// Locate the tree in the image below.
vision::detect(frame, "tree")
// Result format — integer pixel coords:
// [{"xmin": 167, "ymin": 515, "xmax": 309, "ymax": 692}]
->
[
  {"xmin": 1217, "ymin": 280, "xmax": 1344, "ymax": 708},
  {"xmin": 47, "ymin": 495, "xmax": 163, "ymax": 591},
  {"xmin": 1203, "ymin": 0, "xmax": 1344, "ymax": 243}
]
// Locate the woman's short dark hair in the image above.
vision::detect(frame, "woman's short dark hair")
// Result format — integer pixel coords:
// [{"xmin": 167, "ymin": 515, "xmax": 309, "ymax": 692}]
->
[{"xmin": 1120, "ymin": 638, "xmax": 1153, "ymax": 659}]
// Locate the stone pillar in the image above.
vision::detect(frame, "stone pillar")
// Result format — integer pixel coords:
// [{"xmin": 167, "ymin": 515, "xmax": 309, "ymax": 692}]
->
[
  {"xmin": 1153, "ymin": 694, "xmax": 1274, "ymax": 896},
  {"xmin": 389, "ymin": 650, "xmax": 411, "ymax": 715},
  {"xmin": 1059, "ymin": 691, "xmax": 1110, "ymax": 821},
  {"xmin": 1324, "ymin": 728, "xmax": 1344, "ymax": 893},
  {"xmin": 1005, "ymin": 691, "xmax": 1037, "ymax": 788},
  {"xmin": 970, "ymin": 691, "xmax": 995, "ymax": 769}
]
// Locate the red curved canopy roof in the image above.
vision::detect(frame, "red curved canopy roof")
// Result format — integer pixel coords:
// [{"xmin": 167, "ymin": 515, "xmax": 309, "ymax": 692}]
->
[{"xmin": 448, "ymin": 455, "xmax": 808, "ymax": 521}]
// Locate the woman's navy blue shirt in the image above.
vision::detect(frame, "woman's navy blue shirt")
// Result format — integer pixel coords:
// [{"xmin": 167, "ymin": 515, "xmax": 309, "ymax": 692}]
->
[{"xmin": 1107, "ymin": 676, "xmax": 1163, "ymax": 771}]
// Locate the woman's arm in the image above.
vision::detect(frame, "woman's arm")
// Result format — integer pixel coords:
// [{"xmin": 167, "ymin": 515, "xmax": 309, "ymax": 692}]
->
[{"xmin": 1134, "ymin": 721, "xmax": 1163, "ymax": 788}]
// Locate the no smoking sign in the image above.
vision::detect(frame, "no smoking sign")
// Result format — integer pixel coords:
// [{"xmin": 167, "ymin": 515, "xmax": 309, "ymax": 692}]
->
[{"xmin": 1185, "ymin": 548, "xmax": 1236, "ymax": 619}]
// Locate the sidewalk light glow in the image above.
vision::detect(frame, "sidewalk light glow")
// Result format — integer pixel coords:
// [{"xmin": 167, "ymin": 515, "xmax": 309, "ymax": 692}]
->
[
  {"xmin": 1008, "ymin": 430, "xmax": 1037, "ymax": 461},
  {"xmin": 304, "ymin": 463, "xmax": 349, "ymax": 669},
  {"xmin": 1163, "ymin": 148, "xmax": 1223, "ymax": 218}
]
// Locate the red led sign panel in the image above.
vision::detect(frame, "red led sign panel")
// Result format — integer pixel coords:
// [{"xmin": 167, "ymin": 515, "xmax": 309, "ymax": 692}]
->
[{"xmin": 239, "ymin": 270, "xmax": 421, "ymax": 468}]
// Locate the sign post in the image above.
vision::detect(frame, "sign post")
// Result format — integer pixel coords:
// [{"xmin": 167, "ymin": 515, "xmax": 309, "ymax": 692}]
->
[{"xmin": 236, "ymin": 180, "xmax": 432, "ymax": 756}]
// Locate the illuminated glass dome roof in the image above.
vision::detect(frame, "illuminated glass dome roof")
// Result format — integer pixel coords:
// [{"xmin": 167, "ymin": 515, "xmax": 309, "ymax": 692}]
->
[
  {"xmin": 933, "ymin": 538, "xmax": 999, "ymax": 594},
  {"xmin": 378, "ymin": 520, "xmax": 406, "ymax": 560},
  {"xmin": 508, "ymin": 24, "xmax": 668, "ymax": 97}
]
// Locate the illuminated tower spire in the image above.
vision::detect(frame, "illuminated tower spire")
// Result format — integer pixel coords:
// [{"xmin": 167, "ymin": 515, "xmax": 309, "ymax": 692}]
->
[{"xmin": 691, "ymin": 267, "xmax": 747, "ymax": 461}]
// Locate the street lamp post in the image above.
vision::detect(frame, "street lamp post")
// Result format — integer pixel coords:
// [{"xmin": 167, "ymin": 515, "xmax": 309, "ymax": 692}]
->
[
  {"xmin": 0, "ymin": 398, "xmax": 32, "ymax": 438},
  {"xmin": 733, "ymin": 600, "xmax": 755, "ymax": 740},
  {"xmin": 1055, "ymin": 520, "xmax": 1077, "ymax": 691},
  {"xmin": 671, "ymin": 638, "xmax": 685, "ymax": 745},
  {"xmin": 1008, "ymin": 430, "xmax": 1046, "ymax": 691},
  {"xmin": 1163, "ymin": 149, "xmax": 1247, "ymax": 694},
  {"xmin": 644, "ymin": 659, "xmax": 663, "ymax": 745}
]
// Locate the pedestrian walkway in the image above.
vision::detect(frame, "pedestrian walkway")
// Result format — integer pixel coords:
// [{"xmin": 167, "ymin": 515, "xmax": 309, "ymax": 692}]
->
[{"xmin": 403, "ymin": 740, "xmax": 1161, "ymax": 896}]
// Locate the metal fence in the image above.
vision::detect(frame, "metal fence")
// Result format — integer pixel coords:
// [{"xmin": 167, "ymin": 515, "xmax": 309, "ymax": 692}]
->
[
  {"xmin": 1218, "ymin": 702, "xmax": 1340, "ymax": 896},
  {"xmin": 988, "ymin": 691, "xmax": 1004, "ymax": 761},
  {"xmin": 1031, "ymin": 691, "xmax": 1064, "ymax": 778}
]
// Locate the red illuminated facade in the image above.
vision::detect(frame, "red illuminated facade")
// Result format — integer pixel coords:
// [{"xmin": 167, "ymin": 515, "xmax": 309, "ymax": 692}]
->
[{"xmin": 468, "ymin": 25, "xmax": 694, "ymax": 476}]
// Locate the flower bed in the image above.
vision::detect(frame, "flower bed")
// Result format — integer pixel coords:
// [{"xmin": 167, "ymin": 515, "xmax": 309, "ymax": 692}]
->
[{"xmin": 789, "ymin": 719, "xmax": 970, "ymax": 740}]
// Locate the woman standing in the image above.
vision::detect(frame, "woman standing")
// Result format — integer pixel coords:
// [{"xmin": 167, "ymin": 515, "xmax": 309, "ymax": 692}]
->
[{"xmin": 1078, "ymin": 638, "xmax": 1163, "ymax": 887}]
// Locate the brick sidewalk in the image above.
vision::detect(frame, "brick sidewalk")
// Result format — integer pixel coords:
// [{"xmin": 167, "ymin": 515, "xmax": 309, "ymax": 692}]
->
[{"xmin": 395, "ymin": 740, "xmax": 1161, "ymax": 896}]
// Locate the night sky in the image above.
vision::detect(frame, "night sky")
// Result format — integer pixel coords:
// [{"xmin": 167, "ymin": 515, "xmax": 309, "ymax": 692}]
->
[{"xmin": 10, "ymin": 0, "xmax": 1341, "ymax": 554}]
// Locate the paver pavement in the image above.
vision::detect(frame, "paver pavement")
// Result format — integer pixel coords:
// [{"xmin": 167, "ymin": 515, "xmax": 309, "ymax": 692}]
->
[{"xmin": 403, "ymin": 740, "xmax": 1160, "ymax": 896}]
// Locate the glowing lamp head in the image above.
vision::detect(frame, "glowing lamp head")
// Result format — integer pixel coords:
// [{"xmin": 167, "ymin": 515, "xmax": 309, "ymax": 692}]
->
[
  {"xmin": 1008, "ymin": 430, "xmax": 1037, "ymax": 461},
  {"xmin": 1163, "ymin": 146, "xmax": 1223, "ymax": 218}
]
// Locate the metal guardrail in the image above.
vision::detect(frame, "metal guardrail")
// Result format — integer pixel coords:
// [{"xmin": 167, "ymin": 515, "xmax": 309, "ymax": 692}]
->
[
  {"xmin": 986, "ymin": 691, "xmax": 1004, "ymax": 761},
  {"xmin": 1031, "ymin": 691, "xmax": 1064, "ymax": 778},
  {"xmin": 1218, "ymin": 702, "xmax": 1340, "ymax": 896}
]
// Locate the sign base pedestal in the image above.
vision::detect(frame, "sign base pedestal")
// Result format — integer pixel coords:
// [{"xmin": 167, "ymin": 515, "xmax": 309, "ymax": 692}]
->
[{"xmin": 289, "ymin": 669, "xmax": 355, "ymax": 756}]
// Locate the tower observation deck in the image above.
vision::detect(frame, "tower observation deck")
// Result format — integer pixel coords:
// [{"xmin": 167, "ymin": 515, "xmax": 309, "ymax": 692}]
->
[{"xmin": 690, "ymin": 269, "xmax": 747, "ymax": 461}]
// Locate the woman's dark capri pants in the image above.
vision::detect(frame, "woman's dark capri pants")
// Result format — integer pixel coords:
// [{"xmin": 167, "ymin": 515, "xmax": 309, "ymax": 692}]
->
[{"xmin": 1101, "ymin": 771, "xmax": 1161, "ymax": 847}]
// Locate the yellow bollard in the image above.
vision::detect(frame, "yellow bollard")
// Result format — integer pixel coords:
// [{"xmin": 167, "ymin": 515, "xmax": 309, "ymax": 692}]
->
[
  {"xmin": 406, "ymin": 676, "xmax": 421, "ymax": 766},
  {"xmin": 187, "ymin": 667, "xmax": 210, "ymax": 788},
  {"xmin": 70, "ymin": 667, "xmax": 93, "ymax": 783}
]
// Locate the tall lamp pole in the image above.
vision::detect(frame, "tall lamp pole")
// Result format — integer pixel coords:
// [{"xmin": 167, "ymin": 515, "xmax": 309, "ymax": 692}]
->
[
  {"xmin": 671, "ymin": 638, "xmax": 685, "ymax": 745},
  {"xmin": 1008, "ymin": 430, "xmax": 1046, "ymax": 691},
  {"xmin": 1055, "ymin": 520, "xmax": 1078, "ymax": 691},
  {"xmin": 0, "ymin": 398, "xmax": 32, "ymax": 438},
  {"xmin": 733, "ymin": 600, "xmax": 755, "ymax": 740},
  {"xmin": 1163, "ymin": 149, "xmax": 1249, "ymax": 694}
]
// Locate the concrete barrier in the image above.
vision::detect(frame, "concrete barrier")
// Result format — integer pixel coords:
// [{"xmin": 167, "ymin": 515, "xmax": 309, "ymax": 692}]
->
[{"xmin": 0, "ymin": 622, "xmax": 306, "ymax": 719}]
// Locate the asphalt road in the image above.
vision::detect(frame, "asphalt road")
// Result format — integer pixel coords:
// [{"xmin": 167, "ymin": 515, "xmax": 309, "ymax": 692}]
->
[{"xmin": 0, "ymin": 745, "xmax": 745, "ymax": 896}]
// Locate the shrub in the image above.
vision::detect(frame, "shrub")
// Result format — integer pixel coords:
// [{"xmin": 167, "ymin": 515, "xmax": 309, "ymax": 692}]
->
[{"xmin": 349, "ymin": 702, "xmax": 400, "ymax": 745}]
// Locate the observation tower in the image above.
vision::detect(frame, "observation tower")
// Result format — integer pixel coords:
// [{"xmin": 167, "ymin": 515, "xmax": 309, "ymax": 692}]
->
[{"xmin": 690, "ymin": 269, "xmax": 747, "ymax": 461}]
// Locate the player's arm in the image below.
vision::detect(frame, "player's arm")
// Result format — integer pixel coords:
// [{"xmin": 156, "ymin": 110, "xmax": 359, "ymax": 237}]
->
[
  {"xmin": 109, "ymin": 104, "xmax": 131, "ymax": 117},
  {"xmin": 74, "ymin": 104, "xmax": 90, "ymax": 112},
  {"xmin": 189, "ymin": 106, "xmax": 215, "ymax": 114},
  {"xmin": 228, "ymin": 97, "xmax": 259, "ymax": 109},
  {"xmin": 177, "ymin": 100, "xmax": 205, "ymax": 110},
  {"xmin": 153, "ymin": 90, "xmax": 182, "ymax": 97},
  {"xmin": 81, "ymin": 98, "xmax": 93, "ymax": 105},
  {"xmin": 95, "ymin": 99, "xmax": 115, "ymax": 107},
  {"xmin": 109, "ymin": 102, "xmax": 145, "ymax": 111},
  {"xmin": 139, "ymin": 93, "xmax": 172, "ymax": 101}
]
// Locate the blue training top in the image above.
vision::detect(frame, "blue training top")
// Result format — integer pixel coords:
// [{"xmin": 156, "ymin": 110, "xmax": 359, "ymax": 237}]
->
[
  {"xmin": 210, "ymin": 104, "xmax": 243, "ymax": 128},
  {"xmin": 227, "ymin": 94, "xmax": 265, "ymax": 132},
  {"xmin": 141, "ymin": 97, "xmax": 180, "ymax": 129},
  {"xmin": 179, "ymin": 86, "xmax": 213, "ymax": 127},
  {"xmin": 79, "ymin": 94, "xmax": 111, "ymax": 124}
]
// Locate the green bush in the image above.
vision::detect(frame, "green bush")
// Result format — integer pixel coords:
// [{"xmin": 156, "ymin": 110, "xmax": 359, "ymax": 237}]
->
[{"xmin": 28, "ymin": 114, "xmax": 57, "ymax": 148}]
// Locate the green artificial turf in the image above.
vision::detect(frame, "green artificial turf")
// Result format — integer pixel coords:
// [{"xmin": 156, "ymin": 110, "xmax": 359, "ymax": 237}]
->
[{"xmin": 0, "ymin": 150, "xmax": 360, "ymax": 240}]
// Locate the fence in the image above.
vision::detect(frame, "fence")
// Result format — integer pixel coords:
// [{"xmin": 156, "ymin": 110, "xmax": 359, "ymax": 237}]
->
....
**Stated goal**
Pick out every line in the material above that contains the string "post" and copy each of those lines.

**Response for this exercise**
// Locate the sign post in the image above.
vision::detect(frame, "sign post")
// Locate the street lamp post in the image above.
vision::detect(frame, "street lamp post")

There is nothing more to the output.